%%
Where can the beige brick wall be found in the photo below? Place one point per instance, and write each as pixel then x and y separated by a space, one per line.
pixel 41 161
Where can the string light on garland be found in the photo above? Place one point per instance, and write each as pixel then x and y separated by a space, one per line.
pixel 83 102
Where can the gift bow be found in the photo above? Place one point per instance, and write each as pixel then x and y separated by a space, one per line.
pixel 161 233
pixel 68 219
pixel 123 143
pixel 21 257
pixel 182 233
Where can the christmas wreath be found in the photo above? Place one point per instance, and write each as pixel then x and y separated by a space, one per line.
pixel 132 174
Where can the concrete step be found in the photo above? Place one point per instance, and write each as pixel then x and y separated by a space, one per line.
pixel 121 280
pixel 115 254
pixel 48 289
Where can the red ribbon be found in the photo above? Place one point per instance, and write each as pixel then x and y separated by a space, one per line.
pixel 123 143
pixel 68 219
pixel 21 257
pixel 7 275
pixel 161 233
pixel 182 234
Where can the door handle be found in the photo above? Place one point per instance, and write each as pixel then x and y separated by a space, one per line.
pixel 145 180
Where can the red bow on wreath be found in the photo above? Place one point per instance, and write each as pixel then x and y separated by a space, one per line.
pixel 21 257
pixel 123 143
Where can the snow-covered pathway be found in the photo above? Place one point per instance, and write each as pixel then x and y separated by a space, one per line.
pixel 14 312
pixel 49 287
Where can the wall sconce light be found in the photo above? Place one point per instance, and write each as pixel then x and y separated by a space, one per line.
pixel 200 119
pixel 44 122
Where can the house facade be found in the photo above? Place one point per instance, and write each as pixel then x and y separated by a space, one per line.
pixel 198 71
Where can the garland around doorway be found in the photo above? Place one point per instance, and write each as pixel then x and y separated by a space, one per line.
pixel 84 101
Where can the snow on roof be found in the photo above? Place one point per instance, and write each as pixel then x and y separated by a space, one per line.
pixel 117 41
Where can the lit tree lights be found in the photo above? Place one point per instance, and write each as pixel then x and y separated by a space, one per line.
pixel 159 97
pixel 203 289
%%
**Prompt:**
Write down only the closing run of lines: the one containing "Where can the house" and every line after it to the end of the entries, exactly.

**Result:**
Where can the house facade be found in the photo above? Place one point per instance, and write each as pixel then x and y separated by a space, one per line.
pixel 198 71
Where can the garland around doorway be found in the photo above? Place one point per instance, and write each as pixel then x and y separated by a space, one per line.
pixel 84 101
Where can the snow on roof be found in the photo above? Place one point per instance, and write each as pixel then x and y separated by a space, one per line.
pixel 117 41
Where can the lit tree lights be found in the photo above? Place one point per instance, and write each as pixel then x and y separated by a space, one per line.
pixel 159 97
pixel 203 289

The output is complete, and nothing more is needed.